Joseph Benson's Commentary of the Old and New Testaments
Exodus 24

 

 

Verse 1

Exodus 24:1. Come up unto the Lord — Moses being already on the mount, the meaning is, “After thou hast gone down and acquainted the people with my will, and received their answer, then come up again.” He was to bring with him Aaron and his two eldest sons, Nadab and Abihu, who, by this special favour, were to be prepared for that office to which they were to be called. Seventy of the principal elders of Israel also were to accompany him, probably that they might be witnesses of Moses’s immediate intercourse with God, and that they themselves might be possessed with a greater reverence for the laws to be received from him. Worship ye afar off — Before they came near they must worship. Thus we must enter into God’s gates with humble and solemn adorations.


Verse 2

Exodus 24:2. And Moses alone shall come near — Being therein a type of Christ, who, as the high-priest, entered alone into the most holy place. In the following verse we have the solemn covenant made between God and Israel, and the exchanging of the ratifications: typifying the covenant of grace between God and believers through Christ.


Verse 3

Exodus 24:3. Moses told the people all the words of the Lord — He laid before them all the precepts, in the foregoing chapters, and put it to them, whether they were willing to submit to these laws or not? And all the people answered, All the words which the Lord hath said will we do — They had before consented in general to be under God’s government; here they consent in particular to these laws now given.


Verse 4

Exodus 24:4. And Moses wrote the words of the Lord — That there might be no mistake; as God dictated them on the mount, where, it has been thought by many, God taught him the use of letters; these Moses taught the Israelites, from whom they afterward travelled to Greece and other nations. As soon as God had separated to himself a peculiar people, he governed them by a written word, as he has done ever since, and will do while the world stands. Pillars according to the number of the tribes — These were to represent the people, the other party to the covenant; and we may suppose they were set up over against the altar, and that Moses, as mediator, passed to and fro between them. Probably each tribe set up and knew its own pillar, and their elders stood by it. He then appointed sacrifices to be offered upon the altar.
* * *
| What to do |
**1.** Reproduce the passage of the Exodus 24 commentary from "Exodus 24:3. Moses" up to and including "laws now given.".
**2.** Carry the commentary on Exodus 24 forward from the end of its last sentence.

| Excerpts of pointing data |
* * *
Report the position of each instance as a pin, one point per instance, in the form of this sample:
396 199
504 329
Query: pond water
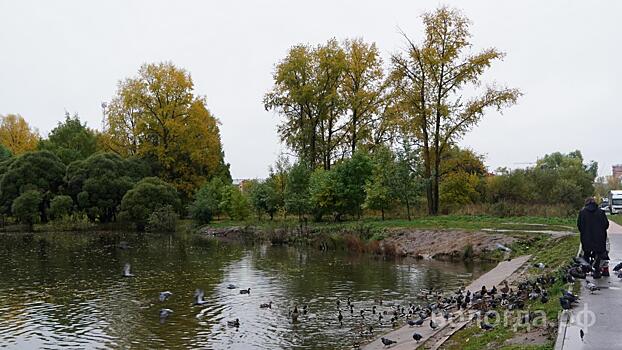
66 291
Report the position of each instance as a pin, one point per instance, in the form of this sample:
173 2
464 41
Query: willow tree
332 98
438 83
157 115
364 94
16 135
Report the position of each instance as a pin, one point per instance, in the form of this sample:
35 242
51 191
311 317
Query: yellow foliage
156 114
16 135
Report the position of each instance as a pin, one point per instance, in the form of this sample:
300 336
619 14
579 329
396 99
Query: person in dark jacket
593 224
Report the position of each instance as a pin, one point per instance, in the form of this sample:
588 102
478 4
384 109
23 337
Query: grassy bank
368 235
464 222
506 334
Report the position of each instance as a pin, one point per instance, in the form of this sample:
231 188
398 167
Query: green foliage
332 97
5 153
263 198
458 189
278 179
556 179
340 191
239 205
297 190
40 170
145 197
210 200
26 207
99 183
163 219
379 187
70 222
70 140
407 183
322 197
60 206
350 178
157 114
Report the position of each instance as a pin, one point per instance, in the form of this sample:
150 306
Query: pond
67 291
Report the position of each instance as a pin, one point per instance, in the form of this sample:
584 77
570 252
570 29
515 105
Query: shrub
145 197
70 222
164 219
60 206
26 207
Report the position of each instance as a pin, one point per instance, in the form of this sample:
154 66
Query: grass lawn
464 222
472 337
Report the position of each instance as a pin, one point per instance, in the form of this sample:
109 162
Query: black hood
591 206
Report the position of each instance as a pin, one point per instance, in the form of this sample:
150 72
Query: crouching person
593 224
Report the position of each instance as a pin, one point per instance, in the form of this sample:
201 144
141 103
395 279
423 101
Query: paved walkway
599 315
403 335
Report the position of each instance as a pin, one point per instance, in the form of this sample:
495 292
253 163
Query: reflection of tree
76 284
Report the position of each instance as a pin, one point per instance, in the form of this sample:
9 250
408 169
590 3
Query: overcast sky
58 56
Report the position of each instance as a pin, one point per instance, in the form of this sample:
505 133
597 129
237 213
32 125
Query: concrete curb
563 321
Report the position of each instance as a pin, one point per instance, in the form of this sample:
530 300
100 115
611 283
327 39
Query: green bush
26 207
164 219
60 206
145 197
70 222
* * *
| Answers provided |
**1.**
Exodus 24:3. Moses told the people all the words of the Lord — He laid before them all the precepts, in the foregoing chapters, and put it to them, whether they were willing to submit to these laws or not? And all the people answered, All the words which the Lord hath said will we do — They had before consented in general to be under God’s government; here they consent in particular to these laws now given.

**2.**
Verse 5

Exodus 24:5. He sent young men — So also the Septuagint, τους νεανισκους: but the Chaldee renders it, the firstborn. The firstborn were priests in every family; but, among the Israelites, they were afterward redeemed, and the tribe of Levi given to God in their stead, for his service. But the Hebrew word נערי, nagnarei, here used, signifies active as well as young, and as these persons were employed in slaying and offering up the oxen, strength and activity were necessary. As Moses himself performed the principal office of the priest, (Exodus 24:6,) it cannot be concluded from this passage that these young men were priests. But it is worthy of observation, that even after the appointment of Aaron’s family to the priesthood, no man was permitted to serve at the altar after the age of fifty, see Numbers 8:25.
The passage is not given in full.